# start of Extract to read

The basic problem in estimating the average treatment effect is
that for students who have taken calculus, the counterfactual mean is
not observed. If it is substituted by the mean outcome for students who
did not take calculus, it is likely to result in a biased estimator of
the treatment effect. The bias results from the fact that the treated
and nontreated groups are likely to systematically differ in terms of
observed characteristics that also affect the outcome. (2) For example,
a student with a strong academic background is more likely to take
calculus and is also more likely to perform better in the economics
course.
Matching estimators avoid bias by matching treated units with
non-treated (control) units that have similar observable pretreatment
characteristics. By conditioning on these observable characteristics,
the difference in the outcomes is then attributed to the treatment. The
matching approach thus imitates a controlled or randomized experiment
and can provide unbiased estimates of the treatment effect. When there
are a large number of observable characteristics that affect the
outcome, practical applications of the matching approach are limited.
Rosenbaum and Rubin (1983) suggest matching the treated and control
units on their propensity scores in order to reduce the dimensionality
problem caused by the large number of covariates. (3) The propensity
score, which can be estimated with probit or logit models, is the
probability of receiving the treatment (taking calculus) conditional on
the observable characteristics. Biases due to observable characteristics
are thus eliminated by conditioning on the propensity score.

# end of Extract to read
# start of Dataset entries

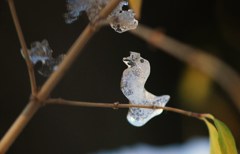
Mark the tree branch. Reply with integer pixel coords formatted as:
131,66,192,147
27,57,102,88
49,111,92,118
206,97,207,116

# end of Dataset entries

#### Work to be completed:
In the text on estimating the effect of taking calculus, condense the paragraph that begins "The basic problem in estimating" into a short bulleted list that keeps its main points.

#### Output below:
- For students who have taken calculus, the counterfactual mean is not observed. This is the basic problem in estimating the average treatment effect.
- Substituting the mean outcome of students who did not take calculus is likely to produce a biased estimator.
- The bias arises because the treated and nontreated groups likely differ systematically in observed characteristics that also affect the outcome.
- For example, a student with a strong academic background is more likely both to take calculus and to perform better in the economics course.